:: What you have to do ::
Identify each line of the data below that contains the word "cliff", and copy those lines.

:: Material provided ::
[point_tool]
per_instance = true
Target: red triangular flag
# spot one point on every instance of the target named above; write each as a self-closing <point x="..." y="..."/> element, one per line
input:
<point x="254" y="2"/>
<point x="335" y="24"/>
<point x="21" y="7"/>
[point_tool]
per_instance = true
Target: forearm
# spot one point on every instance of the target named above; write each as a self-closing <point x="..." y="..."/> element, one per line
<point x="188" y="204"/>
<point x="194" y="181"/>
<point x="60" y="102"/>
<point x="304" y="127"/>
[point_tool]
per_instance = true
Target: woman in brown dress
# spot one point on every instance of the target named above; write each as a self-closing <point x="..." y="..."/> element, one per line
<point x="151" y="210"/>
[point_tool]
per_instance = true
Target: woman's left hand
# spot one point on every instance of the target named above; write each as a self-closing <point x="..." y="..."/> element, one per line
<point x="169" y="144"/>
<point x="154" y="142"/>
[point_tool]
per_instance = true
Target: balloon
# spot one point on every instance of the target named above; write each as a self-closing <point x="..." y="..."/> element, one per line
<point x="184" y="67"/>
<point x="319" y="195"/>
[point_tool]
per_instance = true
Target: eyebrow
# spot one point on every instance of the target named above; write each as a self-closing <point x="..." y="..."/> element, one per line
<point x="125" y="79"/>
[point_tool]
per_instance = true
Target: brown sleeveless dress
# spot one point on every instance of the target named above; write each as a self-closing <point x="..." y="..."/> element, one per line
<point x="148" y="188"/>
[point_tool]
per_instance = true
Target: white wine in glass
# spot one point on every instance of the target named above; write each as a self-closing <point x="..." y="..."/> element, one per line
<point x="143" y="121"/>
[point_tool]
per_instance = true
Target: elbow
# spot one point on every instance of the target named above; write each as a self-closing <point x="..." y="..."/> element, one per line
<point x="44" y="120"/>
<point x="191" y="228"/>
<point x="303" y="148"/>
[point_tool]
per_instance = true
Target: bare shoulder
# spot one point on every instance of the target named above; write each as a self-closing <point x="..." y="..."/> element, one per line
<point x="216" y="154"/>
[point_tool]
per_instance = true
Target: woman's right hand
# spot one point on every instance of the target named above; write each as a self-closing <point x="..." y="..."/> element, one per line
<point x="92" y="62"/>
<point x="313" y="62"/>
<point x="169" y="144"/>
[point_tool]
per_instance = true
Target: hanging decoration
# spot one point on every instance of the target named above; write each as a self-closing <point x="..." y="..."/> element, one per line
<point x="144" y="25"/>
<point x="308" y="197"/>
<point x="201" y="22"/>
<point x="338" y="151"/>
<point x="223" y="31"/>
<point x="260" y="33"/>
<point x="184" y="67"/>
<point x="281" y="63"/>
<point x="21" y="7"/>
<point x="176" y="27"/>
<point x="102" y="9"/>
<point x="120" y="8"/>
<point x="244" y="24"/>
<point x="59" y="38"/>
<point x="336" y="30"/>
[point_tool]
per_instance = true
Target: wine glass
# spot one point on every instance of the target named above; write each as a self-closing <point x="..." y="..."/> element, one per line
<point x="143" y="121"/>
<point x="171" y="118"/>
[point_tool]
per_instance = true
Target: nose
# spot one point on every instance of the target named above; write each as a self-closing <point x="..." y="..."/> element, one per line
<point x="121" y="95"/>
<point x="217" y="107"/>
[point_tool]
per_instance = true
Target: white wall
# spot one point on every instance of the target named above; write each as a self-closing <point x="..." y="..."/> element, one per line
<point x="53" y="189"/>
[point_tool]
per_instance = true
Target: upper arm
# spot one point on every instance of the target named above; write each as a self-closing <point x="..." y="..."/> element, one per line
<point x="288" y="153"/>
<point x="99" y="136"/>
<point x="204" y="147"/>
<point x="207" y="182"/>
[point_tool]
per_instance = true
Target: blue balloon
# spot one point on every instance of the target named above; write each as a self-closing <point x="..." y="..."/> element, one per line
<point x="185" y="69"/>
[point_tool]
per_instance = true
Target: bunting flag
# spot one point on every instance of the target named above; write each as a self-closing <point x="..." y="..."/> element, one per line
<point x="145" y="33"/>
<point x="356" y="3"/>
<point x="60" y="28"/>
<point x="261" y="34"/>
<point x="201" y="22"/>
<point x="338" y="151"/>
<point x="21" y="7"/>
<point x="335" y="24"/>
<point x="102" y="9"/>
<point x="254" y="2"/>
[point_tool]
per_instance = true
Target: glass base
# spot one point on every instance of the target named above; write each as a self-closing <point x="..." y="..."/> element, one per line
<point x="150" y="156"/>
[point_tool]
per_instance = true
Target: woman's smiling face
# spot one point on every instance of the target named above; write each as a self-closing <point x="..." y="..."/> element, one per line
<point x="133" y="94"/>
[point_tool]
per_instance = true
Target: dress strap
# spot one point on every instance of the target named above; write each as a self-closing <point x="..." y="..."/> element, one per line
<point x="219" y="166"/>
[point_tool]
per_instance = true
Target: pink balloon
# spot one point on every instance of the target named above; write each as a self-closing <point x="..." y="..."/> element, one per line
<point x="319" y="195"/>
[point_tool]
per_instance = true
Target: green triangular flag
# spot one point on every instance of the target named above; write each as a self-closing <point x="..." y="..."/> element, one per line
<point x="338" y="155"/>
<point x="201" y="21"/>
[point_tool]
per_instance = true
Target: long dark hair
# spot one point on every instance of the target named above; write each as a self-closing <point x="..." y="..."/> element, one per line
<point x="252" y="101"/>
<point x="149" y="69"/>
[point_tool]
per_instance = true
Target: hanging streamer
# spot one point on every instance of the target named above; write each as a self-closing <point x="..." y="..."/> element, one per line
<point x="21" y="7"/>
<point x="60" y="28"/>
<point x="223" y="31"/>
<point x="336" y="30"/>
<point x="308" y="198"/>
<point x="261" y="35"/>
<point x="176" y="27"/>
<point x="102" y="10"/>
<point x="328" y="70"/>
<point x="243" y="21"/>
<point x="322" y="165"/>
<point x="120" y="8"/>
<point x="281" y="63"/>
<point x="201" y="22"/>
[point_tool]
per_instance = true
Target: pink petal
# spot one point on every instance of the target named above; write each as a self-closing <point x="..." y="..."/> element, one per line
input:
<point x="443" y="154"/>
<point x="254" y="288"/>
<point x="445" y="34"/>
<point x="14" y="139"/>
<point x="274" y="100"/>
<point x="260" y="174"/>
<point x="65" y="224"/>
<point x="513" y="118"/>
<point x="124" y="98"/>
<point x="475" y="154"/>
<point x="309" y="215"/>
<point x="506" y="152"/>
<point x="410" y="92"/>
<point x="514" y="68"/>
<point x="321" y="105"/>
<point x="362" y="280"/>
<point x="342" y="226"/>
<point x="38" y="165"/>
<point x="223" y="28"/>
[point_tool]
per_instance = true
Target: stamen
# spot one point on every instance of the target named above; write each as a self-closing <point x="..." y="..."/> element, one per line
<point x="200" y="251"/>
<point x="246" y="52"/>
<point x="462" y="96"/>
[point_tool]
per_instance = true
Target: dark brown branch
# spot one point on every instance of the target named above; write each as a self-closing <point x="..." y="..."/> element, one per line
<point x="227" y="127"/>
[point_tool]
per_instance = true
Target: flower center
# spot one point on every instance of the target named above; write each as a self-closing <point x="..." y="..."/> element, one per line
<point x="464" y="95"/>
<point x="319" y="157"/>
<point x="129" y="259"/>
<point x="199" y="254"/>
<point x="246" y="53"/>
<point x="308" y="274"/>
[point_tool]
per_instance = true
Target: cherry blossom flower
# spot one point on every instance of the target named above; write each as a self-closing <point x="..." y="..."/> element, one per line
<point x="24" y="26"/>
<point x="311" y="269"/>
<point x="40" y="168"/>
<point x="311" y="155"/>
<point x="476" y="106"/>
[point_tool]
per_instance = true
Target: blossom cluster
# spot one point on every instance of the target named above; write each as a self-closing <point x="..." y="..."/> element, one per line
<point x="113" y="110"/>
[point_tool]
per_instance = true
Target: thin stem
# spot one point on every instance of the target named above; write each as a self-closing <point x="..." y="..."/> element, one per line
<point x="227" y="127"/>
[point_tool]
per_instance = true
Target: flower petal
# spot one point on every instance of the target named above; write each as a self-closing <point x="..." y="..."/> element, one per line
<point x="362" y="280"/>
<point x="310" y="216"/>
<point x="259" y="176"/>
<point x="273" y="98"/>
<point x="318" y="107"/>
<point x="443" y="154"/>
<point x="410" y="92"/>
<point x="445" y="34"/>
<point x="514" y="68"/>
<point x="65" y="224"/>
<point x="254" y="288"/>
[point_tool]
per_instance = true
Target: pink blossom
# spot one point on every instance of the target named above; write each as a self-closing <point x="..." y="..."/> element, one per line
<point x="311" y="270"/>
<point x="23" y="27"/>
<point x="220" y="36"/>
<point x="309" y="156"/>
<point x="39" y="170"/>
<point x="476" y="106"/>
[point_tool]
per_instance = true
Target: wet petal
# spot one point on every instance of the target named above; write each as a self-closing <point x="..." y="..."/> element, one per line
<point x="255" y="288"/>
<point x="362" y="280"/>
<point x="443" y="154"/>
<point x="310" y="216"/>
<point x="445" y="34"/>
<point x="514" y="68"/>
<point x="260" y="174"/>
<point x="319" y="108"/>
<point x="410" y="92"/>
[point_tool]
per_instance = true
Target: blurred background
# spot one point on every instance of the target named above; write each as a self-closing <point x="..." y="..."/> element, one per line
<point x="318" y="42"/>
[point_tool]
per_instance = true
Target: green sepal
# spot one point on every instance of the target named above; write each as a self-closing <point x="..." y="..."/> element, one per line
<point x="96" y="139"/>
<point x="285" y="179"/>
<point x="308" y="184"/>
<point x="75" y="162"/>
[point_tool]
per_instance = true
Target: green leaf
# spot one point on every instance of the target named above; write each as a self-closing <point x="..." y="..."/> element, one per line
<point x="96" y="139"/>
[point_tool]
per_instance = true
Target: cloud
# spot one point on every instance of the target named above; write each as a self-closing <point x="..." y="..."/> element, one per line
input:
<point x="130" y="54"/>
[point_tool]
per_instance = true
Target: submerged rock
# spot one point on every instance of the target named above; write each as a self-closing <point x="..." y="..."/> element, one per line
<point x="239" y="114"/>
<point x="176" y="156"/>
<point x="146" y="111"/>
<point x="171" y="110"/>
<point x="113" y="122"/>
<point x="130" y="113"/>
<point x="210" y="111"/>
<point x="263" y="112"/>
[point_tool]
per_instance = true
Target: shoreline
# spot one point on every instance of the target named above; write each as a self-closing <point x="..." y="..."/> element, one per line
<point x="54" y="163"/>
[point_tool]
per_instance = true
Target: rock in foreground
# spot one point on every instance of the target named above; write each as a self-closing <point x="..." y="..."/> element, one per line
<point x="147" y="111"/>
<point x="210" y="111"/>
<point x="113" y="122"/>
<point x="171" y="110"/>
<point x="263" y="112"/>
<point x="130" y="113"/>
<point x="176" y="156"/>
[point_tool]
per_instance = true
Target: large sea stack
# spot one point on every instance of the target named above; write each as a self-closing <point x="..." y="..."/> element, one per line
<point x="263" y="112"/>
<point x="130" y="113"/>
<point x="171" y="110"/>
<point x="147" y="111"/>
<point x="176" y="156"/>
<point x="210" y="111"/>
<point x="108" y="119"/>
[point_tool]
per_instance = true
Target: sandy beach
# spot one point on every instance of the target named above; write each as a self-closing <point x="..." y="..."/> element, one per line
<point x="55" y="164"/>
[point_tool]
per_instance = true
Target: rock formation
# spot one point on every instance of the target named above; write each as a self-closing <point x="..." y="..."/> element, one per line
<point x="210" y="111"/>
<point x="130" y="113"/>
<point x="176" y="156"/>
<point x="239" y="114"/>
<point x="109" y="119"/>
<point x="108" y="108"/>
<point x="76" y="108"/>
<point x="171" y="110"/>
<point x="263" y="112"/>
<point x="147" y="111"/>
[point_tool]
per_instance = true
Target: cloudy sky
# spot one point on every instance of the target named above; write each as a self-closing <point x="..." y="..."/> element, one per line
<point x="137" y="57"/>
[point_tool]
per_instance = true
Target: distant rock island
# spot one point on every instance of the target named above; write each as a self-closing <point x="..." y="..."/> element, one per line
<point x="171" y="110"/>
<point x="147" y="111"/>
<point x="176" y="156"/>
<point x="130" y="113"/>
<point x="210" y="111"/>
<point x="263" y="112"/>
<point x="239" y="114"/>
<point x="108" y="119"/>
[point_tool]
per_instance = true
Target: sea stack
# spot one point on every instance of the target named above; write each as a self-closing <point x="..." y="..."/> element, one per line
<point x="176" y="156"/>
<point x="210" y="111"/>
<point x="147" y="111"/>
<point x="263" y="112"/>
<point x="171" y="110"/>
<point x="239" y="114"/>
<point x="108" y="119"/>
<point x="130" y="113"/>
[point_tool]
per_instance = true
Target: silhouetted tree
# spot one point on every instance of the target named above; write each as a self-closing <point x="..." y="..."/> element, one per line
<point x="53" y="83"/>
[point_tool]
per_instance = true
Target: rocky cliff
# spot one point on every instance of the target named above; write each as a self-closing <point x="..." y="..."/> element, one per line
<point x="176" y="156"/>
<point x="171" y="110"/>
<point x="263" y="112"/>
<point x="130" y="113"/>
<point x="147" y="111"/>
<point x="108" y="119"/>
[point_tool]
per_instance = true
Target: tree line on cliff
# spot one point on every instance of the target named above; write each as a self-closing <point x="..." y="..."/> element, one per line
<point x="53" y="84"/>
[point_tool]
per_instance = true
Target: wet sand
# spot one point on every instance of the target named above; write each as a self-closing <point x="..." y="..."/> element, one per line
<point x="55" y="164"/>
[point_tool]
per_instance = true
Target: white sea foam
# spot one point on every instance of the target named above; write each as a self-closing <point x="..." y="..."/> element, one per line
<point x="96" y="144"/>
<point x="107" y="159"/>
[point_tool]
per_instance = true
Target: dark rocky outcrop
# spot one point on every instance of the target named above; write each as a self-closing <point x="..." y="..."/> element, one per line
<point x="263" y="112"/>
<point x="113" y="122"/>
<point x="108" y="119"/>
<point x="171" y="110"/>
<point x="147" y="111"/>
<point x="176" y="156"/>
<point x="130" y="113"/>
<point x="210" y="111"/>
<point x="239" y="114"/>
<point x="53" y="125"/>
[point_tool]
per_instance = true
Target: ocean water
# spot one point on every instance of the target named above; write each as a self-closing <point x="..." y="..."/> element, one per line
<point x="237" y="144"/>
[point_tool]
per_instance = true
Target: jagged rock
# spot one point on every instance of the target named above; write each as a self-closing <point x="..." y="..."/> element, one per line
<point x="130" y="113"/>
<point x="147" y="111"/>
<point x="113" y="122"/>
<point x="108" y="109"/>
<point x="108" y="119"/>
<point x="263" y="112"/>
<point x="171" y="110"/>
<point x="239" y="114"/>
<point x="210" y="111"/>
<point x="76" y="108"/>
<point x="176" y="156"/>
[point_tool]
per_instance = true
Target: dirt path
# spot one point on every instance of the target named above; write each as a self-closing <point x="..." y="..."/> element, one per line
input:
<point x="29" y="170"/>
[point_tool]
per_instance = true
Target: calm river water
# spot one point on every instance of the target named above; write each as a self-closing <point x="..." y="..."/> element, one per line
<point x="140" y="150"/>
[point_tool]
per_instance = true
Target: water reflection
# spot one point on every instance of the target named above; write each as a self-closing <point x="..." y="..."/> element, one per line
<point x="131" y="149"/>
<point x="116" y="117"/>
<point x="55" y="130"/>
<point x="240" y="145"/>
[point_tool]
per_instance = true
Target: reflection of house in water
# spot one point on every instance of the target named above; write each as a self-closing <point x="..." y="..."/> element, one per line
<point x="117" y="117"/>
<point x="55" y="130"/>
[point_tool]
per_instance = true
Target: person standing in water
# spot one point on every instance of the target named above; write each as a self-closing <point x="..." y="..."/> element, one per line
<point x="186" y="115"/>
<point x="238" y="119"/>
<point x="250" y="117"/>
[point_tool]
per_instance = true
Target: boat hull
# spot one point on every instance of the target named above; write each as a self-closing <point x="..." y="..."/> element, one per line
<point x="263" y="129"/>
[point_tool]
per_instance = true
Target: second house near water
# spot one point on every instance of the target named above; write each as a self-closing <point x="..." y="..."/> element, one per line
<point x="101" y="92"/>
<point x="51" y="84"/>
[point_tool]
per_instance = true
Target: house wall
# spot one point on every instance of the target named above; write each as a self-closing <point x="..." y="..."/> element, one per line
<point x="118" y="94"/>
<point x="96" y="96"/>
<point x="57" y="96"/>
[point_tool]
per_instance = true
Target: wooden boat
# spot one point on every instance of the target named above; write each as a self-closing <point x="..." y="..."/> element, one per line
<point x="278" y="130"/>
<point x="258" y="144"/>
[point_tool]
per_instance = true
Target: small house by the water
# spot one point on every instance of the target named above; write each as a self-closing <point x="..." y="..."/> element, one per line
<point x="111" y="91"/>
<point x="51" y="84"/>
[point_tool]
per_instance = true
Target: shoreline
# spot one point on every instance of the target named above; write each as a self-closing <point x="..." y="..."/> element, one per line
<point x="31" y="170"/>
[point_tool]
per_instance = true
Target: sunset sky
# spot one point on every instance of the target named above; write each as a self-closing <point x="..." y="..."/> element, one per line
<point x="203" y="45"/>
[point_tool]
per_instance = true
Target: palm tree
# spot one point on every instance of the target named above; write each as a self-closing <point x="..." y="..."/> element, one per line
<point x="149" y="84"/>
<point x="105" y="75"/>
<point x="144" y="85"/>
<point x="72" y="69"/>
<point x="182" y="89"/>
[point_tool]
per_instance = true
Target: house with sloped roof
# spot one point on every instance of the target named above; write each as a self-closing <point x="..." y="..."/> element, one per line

:: Solution for this problem ::
Target: rocky cliff
Target: tree line on cliff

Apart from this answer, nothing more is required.